======== Records supplied

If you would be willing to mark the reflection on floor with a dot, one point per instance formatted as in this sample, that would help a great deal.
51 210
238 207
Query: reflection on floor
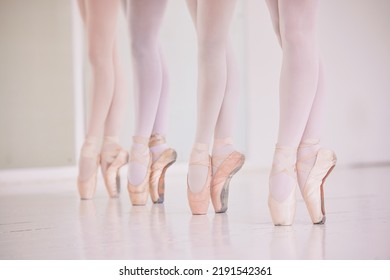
48 221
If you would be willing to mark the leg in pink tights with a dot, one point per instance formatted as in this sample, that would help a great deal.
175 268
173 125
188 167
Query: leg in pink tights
212 20
145 19
223 143
301 102
314 125
160 123
108 86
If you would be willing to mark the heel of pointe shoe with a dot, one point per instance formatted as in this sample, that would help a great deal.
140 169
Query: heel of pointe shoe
283 212
221 180
139 193
87 189
112 176
157 175
158 169
199 202
313 191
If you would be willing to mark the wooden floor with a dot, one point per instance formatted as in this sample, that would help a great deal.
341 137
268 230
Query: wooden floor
48 221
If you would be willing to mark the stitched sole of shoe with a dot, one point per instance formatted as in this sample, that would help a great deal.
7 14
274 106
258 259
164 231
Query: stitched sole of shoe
161 182
323 196
225 190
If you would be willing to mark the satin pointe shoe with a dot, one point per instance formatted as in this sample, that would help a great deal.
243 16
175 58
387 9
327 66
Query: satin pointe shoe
158 169
199 201
86 184
139 193
313 190
112 160
221 179
283 212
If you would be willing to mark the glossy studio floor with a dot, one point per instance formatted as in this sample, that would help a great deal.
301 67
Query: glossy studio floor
46 220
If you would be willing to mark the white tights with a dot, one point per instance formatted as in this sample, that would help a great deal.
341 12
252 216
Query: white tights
301 85
109 87
151 81
217 83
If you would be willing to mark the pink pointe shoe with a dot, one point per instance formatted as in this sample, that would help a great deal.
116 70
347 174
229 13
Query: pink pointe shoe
283 212
199 201
87 184
221 179
158 169
313 190
111 162
139 193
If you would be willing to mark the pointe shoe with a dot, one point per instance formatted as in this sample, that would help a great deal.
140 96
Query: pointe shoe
158 169
111 162
283 212
313 191
87 186
221 179
199 201
139 193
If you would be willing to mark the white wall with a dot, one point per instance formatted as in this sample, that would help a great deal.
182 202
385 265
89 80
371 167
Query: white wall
355 42
36 93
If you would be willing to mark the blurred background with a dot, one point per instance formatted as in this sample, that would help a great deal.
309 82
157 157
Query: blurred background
44 83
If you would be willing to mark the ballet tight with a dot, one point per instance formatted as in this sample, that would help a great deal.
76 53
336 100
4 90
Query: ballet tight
217 85
109 87
151 81
301 88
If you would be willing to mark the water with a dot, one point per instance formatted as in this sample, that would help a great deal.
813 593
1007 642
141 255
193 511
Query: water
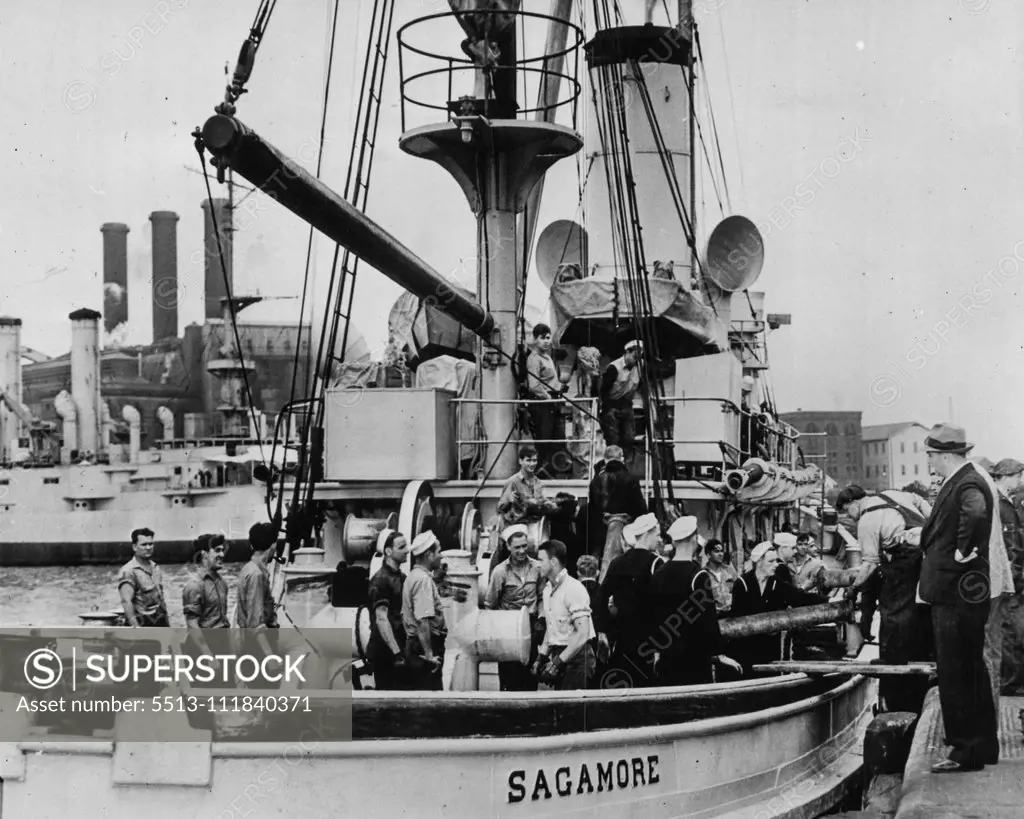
56 595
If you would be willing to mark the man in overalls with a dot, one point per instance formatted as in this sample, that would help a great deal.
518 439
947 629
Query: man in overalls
888 529
619 385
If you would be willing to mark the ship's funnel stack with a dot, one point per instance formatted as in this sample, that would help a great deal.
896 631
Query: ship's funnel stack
497 160
10 382
165 274
115 274
640 90
217 219
85 377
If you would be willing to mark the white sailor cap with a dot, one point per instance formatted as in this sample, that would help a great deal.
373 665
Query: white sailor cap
514 529
423 543
760 551
683 527
643 524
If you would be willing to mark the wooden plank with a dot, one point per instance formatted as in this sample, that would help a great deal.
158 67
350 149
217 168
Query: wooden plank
847 666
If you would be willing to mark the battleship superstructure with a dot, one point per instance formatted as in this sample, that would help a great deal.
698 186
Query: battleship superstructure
408 459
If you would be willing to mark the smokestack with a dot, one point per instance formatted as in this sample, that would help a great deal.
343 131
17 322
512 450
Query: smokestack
215 288
10 380
85 376
165 274
115 274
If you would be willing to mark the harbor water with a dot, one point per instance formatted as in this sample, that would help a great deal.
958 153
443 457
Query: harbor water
56 595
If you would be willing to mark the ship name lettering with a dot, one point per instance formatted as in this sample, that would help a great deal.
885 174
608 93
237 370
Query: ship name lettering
622 774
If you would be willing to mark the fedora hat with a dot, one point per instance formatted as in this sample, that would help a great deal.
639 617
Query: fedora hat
947 438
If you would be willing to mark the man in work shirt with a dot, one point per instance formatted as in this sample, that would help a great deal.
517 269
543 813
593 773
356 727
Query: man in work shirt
542 383
565 659
1008 475
386 650
140 585
686 636
619 385
515 584
886 525
422 615
204 597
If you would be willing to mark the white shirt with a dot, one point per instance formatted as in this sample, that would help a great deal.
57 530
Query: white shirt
566 607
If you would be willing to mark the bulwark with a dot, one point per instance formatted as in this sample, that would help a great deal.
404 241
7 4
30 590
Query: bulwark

================

Action item:
Look through the data above for the string "bulwark" and copy every line where it appears.

Written solution:
If you would be willing to mark the bulwark with a dot, one point per instance formatted as in this sample, that would help a great deal.
Query: bulwark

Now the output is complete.